## WHAT TO DO
Rewrite the data starting at its first line and ending with the line that contains "top-left (726, 124), bottom-right (835, 196)", both included, with every "avocado" changed to "mango" and nothing else altered.

--- BEGIN PROVIDED ENTRIES ---

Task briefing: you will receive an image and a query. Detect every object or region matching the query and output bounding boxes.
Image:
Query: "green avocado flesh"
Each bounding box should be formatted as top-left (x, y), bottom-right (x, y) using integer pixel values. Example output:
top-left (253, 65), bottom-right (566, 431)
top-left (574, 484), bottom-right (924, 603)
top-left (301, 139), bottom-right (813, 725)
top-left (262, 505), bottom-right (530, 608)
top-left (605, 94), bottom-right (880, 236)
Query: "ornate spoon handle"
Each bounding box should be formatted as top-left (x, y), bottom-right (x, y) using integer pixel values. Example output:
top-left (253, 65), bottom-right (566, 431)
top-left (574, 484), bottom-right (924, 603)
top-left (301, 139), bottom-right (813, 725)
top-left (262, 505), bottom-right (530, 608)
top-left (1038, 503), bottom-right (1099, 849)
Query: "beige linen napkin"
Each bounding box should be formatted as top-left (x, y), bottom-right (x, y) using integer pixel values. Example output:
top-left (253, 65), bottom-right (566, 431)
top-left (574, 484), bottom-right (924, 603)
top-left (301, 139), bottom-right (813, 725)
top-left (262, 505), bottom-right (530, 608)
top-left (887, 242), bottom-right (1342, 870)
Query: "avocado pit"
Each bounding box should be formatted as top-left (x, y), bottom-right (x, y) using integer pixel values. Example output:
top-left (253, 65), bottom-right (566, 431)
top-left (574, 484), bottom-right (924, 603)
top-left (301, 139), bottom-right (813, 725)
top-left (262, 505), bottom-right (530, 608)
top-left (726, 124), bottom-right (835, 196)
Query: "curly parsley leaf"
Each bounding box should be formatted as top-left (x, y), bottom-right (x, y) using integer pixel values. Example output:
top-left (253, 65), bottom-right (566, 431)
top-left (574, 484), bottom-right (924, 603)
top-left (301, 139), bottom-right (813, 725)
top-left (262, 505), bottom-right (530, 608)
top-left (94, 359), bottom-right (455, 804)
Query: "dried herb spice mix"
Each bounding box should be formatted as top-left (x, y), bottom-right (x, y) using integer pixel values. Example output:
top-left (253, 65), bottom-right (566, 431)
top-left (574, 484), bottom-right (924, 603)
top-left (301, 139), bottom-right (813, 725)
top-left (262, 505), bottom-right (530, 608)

--- END PROVIDED ENTRIES ---

## FINAL RESULT
Task briefing: you will receive an image and a query. Detect every object or region matching the query and output bounding boxes.
Image:
Query: "green mango flesh"
Each bounding box should be formatted as top-left (x, y), bottom-right (x, y) using integer pixel values. Example output:
top-left (253, 65), bottom-right (566, 431)
top-left (574, 484), bottom-right (924, 603)
top-left (301, 139), bottom-right (813, 725)
top-left (262, 505), bottom-right (530, 608)
top-left (605, 94), bottom-right (880, 236)
Query: "ornate spoon handle"
Each bounding box should be formatted as top-left (x, y), bottom-right (x, y) using integer pixel values. Example output:
top-left (253, 65), bottom-right (566, 431)
top-left (574, 484), bottom-right (924, 603)
top-left (301, 139), bottom-right (813, 725)
top-left (262, 505), bottom-right (530, 608)
top-left (1038, 503), bottom-right (1099, 849)
Query: "beige linen napkin"
Each bounding box should be formatted as top-left (x, y), bottom-right (x, y) using integer pixel values. Example output:
top-left (253, 65), bottom-right (566, 431)
top-left (574, 484), bottom-right (924, 603)
top-left (301, 139), bottom-right (813, 725)
top-left (262, 505), bottom-right (530, 608)
top-left (887, 242), bottom-right (1342, 870)
Query: "mango pit"
Each bounding box should be formatted as top-left (x, y), bottom-right (x, y) using integer pixel values. Example output:
top-left (253, 65), bottom-right (566, 431)
top-left (574, 484), bottom-right (924, 603)
top-left (301, 139), bottom-right (813, 725)
top-left (262, 505), bottom-right (530, 608)
top-left (726, 124), bottom-right (835, 196)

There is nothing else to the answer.